Stored data
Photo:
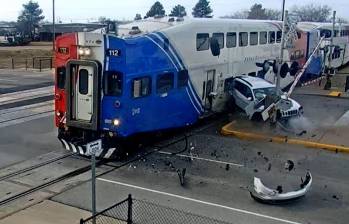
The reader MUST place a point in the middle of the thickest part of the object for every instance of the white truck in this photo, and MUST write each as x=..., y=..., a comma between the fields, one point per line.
x=258, y=98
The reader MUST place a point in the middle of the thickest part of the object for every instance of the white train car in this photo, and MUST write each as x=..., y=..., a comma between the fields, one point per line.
x=244, y=45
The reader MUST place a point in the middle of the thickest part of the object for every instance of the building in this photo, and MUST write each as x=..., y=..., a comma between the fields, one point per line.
x=46, y=30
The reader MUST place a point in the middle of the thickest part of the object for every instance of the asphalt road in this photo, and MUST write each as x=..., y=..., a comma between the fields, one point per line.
x=211, y=188
x=17, y=80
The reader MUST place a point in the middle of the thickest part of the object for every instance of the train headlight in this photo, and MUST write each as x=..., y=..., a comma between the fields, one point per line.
x=116, y=122
x=84, y=51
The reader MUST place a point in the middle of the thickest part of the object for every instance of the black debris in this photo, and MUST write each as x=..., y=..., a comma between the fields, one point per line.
x=227, y=167
x=302, y=133
x=289, y=165
x=181, y=175
x=279, y=189
x=269, y=166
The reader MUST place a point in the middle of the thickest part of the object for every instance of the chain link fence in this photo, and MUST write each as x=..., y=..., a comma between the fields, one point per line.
x=134, y=211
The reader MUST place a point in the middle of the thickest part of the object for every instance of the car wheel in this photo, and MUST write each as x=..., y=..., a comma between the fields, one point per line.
x=231, y=106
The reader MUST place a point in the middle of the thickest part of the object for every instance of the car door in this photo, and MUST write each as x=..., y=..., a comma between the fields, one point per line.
x=243, y=94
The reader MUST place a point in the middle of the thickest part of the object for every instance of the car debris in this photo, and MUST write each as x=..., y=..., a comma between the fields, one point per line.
x=289, y=165
x=266, y=195
x=181, y=175
x=259, y=99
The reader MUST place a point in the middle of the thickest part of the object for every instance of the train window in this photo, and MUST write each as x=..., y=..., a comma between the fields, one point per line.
x=60, y=77
x=253, y=74
x=83, y=81
x=231, y=40
x=278, y=36
x=243, y=39
x=325, y=33
x=141, y=87
x=183, y=78
x=220, y=38
x=253, y=38
x=164, y=83
x=202, y=41
x=112, y=83
x=271, y=37
x=263, y=37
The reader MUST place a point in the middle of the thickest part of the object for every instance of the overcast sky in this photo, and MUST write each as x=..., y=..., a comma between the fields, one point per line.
x=89, y=10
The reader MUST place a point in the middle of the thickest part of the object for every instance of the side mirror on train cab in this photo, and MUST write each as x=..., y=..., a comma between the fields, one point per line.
x=214, y=45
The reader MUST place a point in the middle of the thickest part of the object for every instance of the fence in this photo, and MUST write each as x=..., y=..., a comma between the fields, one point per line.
x=134, y=211
x=39, y=63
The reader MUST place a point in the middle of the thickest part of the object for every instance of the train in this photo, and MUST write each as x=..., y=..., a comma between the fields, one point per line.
x=163, y=73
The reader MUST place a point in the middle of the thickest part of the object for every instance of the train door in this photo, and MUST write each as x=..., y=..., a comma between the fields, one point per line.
x=208, y=89
x=83, y=93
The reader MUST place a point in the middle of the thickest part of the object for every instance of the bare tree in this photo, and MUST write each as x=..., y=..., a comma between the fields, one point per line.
x=237, y=15
x=312, y=12
x=273, y=14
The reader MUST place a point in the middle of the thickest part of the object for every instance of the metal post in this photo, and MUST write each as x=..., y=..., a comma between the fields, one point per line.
x=53, y=26
x=332, y=35
x=93, y=170
x=129, y=212
x=278, y=89
x=283, y=10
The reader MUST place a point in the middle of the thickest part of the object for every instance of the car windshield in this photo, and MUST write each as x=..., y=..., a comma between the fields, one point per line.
x=262, y=92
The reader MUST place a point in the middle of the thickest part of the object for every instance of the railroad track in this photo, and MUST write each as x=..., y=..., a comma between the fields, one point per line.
x=27, y=169
x=151, y=150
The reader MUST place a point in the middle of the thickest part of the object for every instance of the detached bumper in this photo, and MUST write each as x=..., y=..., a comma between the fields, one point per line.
x=106, y=153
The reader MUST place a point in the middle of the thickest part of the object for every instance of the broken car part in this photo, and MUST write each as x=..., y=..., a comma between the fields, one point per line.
x=266, y=195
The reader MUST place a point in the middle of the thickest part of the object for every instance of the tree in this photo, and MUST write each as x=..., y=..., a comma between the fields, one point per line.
x=156, y=10
x=30, y=18
x=178, y=11
x=138, y=17
x=312, y=13
x=273, y=14
x=257, y=12
x=202, y=9
x=237, y=15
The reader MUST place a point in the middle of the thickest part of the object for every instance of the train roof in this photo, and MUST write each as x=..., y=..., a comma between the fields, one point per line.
x=309, y=26
x=149, y=25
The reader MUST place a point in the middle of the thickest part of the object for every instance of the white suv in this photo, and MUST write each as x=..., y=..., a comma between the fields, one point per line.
x=255, y=96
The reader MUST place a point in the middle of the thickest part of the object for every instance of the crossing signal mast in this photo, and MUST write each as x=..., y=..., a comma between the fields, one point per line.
x=289, y=35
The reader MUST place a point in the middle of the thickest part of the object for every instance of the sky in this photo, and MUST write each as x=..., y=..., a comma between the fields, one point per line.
x=90, y=10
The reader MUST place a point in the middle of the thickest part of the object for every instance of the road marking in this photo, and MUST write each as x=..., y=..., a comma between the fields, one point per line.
x=200, y=158
x=201, y=202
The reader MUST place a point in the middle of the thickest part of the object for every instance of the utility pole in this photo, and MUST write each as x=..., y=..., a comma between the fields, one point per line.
x=278, y=88
x=332, y=35
x=53, y=26
x=283, y=10
x=329, y=70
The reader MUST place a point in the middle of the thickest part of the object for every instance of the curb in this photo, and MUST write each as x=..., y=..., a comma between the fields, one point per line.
x=281, y=139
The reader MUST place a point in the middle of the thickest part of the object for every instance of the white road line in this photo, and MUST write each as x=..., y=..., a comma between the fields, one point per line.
x=201, y=202
x=200, y=158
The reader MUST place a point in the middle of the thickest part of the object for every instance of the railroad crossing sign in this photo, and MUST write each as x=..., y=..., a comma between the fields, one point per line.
x=94, y=148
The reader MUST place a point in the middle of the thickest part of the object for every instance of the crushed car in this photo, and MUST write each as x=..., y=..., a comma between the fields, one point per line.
x=258, y=98
x=266, y=195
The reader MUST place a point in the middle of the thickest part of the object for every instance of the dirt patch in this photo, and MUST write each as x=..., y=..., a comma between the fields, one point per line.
x=22, y=56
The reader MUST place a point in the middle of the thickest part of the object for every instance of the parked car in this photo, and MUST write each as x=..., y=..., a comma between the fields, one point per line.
x=257, y=97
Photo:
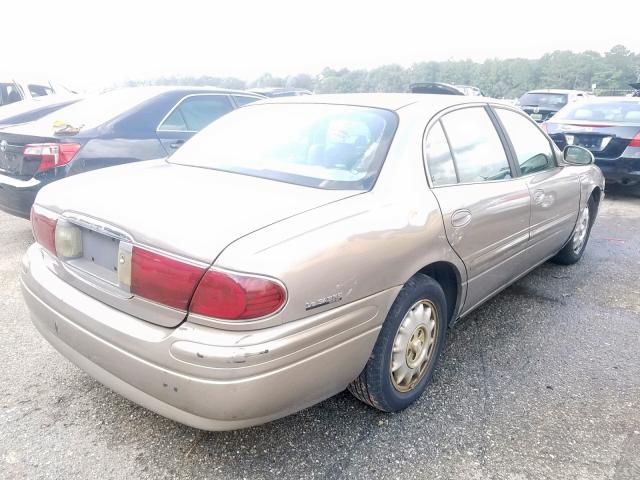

§ **Exercise objective**
Please reproduce the records above exactly and leave any picture behind.

§ **Task response**
Photo:
The reader MUST place a point in the middle of the thickest part of the object for every instance of the white truck in this photo, and MUST write each as x=..., y=..., a comma between the fields, one point per line.
x=258, y=98
The reader MUST place a point in the middle of the thickest part of the object for every instance of the white train car in this photo, and MUST write each as x=..., y=..., a comma between the fields, one point per line.
x=244, y=45
The reader MUST place a point in the middle of the thickest part of the object for every instance of the building in this photo, and MUST write each as x=..., y=..., a comma between the fields, one point per line.
x=46, y=30
The reader MUST place a point in the middle of the thickest part of the object for every instance of the asphalt road in this photo, and MUST write each as x=..., y=..., a comma between the fields, one point per line.
x=211, y=188
x=17, y=80
The reader MUST place a point in the middle of the thickest part of the object for every instance of the train headlight in this photo, and MUST write each as x=..., y=..., a comma between the fields, one point per line.
x=116, y=122
x=84, y=51
The reader MUST place a point in the middle of the thickest part of the object for every instance of the black debris in this photo, and MUST write each as x=..., y=..., a comma between the fields, one point per line.
x=227, y=167
x=302, y=133
x=289, y=165
x=181, y=175
x=279, y=189
x=269, y=166
The reader MUST place a point in the middle of the thickest part of the object for every instance of the chain link fence in this photo, and MUST write each as x=..., y=..., a comma between the fields, one point per line.
x=134, y=211
The reader MUST place a point in the middle of the thickest part of the object for every instance of the car wheel in this photo, and MUST write each as x=..., y=..., a comma between the fields, one point per line.
x=231, y=106
The reader MUST place a point in the middle of the thickest part of the object for every instance of the car door in this photo, and MUST write each as x=..., y=..., a comma between the fields, one point per line.
x=243, y=94
The reader MUST place a point in the middle of the thickest part of the object for every instance of the car debris in this photo, and MUST write each as x=..., y=..., a comma between the fields, one point per line.
x=289, y=165
x=266, y=195
x=181, y=175
x=259, y=99
The reader MUST place a point in the middle of the thickest part of the object for every instance of the train window in this photo, and MUST write each as x=..., y=..., a comma between the fields, one point per line.
x=60, y=77
x=253, y=74
x=83, y=81
x=231, y=40
x=278, y=36
x=243, y=39
x=325, y=33
x=141, y=87
x=183, y=78
x=220, y=38
x=253, y=38
x=164, y=83
x=202, y=41
x=112, y=83
x=271, y=37
x=263, y=37
The reader MUST place a point in the middle of the thickest part of the object for every instance of the overcast sky in this photo, and MUST write each as x=..., y=..., a comma between the fields, one point per line.
x=89, y=10
The reader MUST place a point in the middle of the thickest part of the object for every instance of the side mirror on train cab in this photo, and MUST write each as x=..., y=..., a comma between the fields, one point per line.
x=214, y=45
The reader MUST place a point in the middle of the thickest part of the object for every instance of the fence in this photo, and MUST write each as x=..., y=..., a comma between the fields, one point per line.
x=134, y=211
x=39, y=63
The reader MUST place a point in the middle of the thickest part of the object for every instance of the train in this photo, and MUST write each as x=..., y=..., a comma between the fields, one point per line.
x=163, y=73
The reader MUST place a point in the middle of the thickest part of the object for every instance of the train door in this photo, and MUST write each as x=..., y=..., a comma between the fields, one point per line.
x=208, y=89
x=83, y=93
The reader MUST place a point in the middle of the thickest part of the object for every instance of the bare tree in this photo, and MUST write each as x=..., y=..., a comma between the fields, one point per line.
x=237, y=15
x=312, y=12
x=273, y=14
The reader MUST place a point in the middle of the thickest part of the object for every instance of the metal post in this photo, and MUST write each as x=..., y=..., a comma between the fields, one point per line.
x=53, y=26
x=332, y=35
x=93, y=170
x=129, y=212
x=278, y=89
x=283, y=10
The reader MUST place a point in the middle of the thickest part of the object for every instance of the car windshield in this photo, and MUST write each as x=..., y=..., a comma between the fields, one point per line.
x=262, y=92
The reader MUST place a point in the middle of the thickest part of the object for every instance of the railroad track in this photo, and MUST write each as x=..., y=..., a comma between the fields, one point per line.
x=27, y=169
x=151, y=150
The reader MUST place a point in the middle of the thickest part of the object for every instance of the detached bumper in this photo, and MUST write each as x=..., y=..., a comma between the fields, one point per line.
x=106, y=153
The reader MUST place a point in the middle of the thickest part of the object for every instance of the broken car part in this photo, and MUST write each as x=..., y=..., a comma between the fields, one point per line.
x=266, y=195
The reader MUST place a point in the middle of the thickest part of the object for every instance of the tree in this photo, and MUST write each as x=..., y=..., a comma between the fields, one point per line.
x=156, y=10
x=30, y=18
x=178, y=11
x=138, y=17
x=312, y=13
x=273, y=14
x=257, y=12
x=202, y=9
x=237, y=15
The reader MUST place a point in the middle of the thickest part of the object for every instance of the train roof in this photo, and MUST write each as x=..., y=..., a comma between the fields, one point per line.
x=309, y=26
x=149, y=25
The reader MUST place a point in the middle of the thickest part of the object for every instance of the white suv in this photo, and MUST write each as x=..., y=..., a comma between the fields, one point per line.
x=255, y=96
The reader MUST place a point in the middle of the thickest part of the object for every instance of the crossing signal mast in this photo, and MUST write each as x=..., y=..., a comma between the fields, one point per line.
x=289, y=35
The reader MUST place a point in the middle of the thickest part of the object for every instance of the sky in this photo, and MUST write each as x=..., y=..., a comma between the fields, one point per line.
x=90, y=10
The reader MUST place a point in the middle of the thickest part of the object for every instance of the road marking in this photo, and MUST write each as x=..., y=..., a comma between the fields, one point per line.
x=200, y=158
x=201, y=202
The reader MUST place a point in the middle of the thickest part of the object for every instance of the utility pole in this photo, and MUST write each as x=..., y=..., a comma between the fields, one point per line.
x=278, y=88
x=332, y=35
x=53, y=26
x=283, y=10
x=329, y=70
The reader MUST place a point in the middle of the thickest part of the object for every instance of the curb in this photo, and MUST write each as x=..., y=..., a comma between the fields, one point per line.
x=281, y=139
The reader MUST place a point in the middle of the thickest part of the object for every instance of the white road line in this photo, and MUST write each as x=..., y=..., a comma between the fields, one point per line.
x=201, y=202
x=200, y=158
The reader MUST place a point in the middle of the thickest part of the object for every instance of the railroad crossing sign in this photo, and MUST write each as x=..., y=..., a comma between the fields, one point per line.
x=94, y=148
The reader MUST place a point in the middle of the thickest part of the object for every instance of the crushed car in this photo, and MUST write each as x=..., y=..., a comma between the fields, one point per line.
x=258, y=98
x=266, y=195
The reader MUST place a point in the middle of the thickest part of the object for every instance of the dirt patch in this photo, and MUST write each as x=..., y=..., a comma between the fields, one point per line.
x=22, y=56
The reader MUST place a point in the middle of the thickest part of the object for every instance of the parked car in this photo, and MUST write each as x=..., y=..., a comma between the fields, one point per line.
x=257, y=97
Photo:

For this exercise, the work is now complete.